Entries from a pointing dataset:
===============
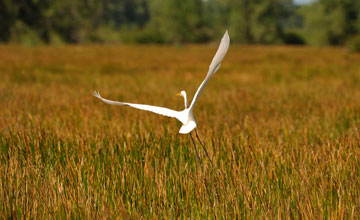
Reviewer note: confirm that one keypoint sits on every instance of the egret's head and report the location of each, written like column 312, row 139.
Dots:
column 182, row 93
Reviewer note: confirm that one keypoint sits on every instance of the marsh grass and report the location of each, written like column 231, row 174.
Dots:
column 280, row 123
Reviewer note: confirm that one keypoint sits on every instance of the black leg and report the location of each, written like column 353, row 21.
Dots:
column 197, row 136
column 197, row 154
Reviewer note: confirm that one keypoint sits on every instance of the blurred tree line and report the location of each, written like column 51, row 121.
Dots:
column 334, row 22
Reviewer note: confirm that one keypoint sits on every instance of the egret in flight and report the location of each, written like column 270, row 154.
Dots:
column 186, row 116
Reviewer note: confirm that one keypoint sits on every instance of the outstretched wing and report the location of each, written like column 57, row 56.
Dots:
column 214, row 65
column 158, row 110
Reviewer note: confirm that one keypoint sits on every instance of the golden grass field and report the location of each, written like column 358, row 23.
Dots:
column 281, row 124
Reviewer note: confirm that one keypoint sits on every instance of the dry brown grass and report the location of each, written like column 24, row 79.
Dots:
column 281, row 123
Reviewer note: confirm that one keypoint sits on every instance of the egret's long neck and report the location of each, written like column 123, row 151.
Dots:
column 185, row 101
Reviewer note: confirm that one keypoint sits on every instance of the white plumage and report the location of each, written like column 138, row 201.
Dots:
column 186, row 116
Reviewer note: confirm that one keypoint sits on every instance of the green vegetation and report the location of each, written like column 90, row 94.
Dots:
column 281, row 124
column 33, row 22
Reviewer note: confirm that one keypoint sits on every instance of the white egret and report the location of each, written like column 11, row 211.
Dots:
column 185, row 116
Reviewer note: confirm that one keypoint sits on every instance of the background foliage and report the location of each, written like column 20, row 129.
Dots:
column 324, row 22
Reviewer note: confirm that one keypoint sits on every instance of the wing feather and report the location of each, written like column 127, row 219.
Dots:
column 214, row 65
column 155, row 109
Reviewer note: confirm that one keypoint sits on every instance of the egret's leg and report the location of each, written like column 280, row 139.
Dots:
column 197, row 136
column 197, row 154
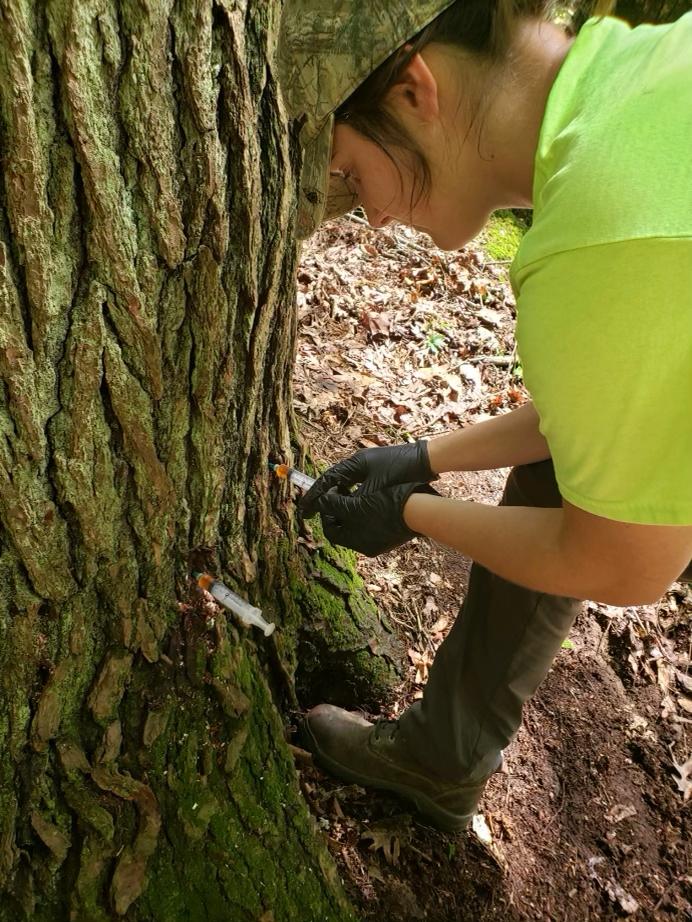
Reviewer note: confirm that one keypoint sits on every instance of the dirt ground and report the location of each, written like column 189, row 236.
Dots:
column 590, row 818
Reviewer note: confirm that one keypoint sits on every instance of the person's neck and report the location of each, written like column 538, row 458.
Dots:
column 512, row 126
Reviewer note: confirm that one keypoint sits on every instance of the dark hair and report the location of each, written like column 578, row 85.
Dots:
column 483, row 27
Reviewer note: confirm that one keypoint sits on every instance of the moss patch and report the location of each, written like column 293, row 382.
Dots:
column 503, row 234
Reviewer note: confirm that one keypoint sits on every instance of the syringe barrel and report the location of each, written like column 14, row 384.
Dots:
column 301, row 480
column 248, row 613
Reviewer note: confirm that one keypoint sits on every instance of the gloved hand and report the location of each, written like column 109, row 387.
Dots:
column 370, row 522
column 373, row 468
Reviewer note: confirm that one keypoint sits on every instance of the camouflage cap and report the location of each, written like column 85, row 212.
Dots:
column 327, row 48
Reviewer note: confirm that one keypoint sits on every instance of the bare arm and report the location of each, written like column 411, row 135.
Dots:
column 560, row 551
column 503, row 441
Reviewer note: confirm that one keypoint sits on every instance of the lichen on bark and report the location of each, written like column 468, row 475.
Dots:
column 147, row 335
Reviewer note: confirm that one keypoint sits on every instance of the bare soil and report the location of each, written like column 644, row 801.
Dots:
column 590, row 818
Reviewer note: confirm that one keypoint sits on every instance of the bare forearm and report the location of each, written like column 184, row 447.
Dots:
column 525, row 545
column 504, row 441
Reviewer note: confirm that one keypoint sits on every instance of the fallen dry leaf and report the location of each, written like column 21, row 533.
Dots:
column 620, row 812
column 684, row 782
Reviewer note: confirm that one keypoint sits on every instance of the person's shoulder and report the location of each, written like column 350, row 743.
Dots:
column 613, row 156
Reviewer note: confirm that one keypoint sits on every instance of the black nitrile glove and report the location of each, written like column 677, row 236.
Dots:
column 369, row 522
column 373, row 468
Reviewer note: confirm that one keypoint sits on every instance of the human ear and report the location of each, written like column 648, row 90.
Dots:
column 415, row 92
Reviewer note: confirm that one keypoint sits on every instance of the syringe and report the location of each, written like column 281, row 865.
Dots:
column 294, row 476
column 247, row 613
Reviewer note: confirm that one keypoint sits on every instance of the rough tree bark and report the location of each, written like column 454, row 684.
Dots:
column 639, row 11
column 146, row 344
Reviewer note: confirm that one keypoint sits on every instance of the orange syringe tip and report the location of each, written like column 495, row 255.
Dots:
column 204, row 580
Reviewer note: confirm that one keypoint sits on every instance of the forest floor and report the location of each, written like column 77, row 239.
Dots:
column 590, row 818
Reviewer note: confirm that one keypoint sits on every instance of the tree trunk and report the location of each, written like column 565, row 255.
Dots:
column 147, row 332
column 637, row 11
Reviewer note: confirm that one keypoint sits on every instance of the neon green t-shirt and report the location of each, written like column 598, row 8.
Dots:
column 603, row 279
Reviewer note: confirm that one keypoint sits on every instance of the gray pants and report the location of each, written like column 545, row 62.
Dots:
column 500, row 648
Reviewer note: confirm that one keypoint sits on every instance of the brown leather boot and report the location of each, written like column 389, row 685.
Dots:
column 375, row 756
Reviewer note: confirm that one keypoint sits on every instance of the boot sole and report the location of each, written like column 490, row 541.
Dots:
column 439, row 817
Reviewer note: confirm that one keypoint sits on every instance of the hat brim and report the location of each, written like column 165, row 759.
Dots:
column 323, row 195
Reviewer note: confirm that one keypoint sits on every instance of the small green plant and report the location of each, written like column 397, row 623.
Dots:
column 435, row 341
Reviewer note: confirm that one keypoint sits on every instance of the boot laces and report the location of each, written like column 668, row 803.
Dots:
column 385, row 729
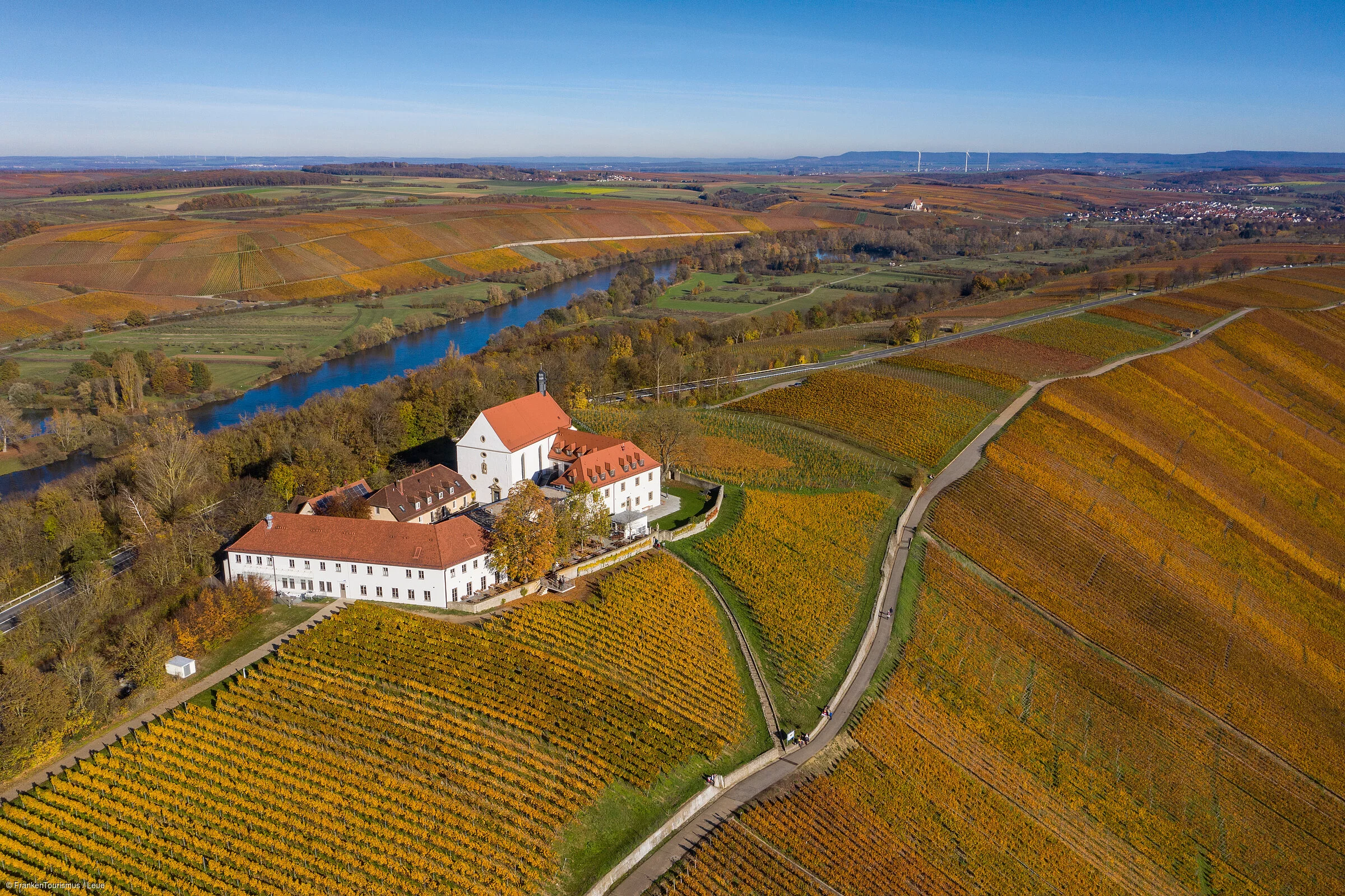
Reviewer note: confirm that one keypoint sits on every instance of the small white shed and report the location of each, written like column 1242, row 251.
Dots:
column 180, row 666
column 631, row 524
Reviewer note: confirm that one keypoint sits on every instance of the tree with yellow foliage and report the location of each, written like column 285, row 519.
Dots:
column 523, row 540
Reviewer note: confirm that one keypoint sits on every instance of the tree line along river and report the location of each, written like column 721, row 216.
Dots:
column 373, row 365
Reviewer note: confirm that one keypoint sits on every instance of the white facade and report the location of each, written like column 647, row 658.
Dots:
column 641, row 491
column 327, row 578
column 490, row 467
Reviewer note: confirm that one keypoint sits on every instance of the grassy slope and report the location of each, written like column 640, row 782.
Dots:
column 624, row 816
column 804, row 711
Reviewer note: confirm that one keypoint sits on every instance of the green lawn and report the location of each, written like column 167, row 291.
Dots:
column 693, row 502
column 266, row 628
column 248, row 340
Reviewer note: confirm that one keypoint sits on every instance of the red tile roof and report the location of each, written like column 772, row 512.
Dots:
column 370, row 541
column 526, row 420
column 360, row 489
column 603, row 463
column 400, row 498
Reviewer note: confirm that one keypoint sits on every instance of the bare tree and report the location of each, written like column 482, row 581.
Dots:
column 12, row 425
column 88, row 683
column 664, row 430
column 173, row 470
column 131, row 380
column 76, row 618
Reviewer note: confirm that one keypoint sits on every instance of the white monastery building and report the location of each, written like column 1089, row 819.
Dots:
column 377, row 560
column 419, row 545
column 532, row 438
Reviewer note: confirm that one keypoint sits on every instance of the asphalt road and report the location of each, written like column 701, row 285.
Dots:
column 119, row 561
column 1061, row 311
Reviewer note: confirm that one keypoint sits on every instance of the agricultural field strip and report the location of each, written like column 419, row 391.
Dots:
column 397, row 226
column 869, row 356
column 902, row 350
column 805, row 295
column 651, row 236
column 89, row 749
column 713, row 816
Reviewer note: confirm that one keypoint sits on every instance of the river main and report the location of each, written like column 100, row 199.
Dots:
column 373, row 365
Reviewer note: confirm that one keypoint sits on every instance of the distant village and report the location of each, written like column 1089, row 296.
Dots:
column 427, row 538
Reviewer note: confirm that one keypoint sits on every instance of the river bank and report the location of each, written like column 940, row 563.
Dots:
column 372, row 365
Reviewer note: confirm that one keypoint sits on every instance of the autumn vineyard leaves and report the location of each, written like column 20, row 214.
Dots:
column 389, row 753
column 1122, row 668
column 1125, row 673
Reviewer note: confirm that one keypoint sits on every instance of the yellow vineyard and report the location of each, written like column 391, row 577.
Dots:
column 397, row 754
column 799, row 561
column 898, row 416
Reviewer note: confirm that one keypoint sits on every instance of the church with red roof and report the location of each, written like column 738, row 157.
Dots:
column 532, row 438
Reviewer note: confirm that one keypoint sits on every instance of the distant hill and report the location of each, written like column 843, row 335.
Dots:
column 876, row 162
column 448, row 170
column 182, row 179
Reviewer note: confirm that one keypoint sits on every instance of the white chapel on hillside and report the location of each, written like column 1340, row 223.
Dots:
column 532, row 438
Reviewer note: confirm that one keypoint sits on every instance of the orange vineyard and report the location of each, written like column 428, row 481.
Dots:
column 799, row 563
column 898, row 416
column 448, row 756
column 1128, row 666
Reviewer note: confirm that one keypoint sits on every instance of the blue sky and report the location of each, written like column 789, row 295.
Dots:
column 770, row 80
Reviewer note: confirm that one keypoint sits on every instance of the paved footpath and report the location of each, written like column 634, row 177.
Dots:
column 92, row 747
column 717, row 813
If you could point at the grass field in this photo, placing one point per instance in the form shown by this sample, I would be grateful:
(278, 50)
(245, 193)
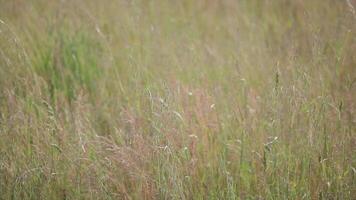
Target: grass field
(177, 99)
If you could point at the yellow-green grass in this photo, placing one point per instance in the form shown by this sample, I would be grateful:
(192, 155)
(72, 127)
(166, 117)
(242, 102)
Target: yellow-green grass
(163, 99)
===============
= Directive =
Change "keypoint" to "marker" in everything from the line containing "51, row 121." down to the line containing "column 281, row 123", and leave the rest of those lines unchanged. Give back only those lines.

= Task answer =
Reviewer note: confirm that one marker sits on every instance of the blurred tree line and report the location of each, written like column 51, row 121.
Dots:
column 334, row 22
Reviewer note: confirm that one marker sits on every instance of the egret in flight and report the location of each, written like column 270, row 154.
Dots:
column 186, row 116
Reviewer note: confirm that one marker sits on every instance of the outstretched wing and report the location of each, written like column 57, row 56.
Dots:
column 214, row 65
column 158, row 110
Reviewer note: confirm that one marker sits on every instance of the golden grass field and report the location of each, written like column 358, row 23.
Dots:
column 281, row 124
Reviewer note: confirm that one marker sits on every instance of the dry brown grass and report the location of each, written like column 24, row 79.
Dots:
column 281, row 123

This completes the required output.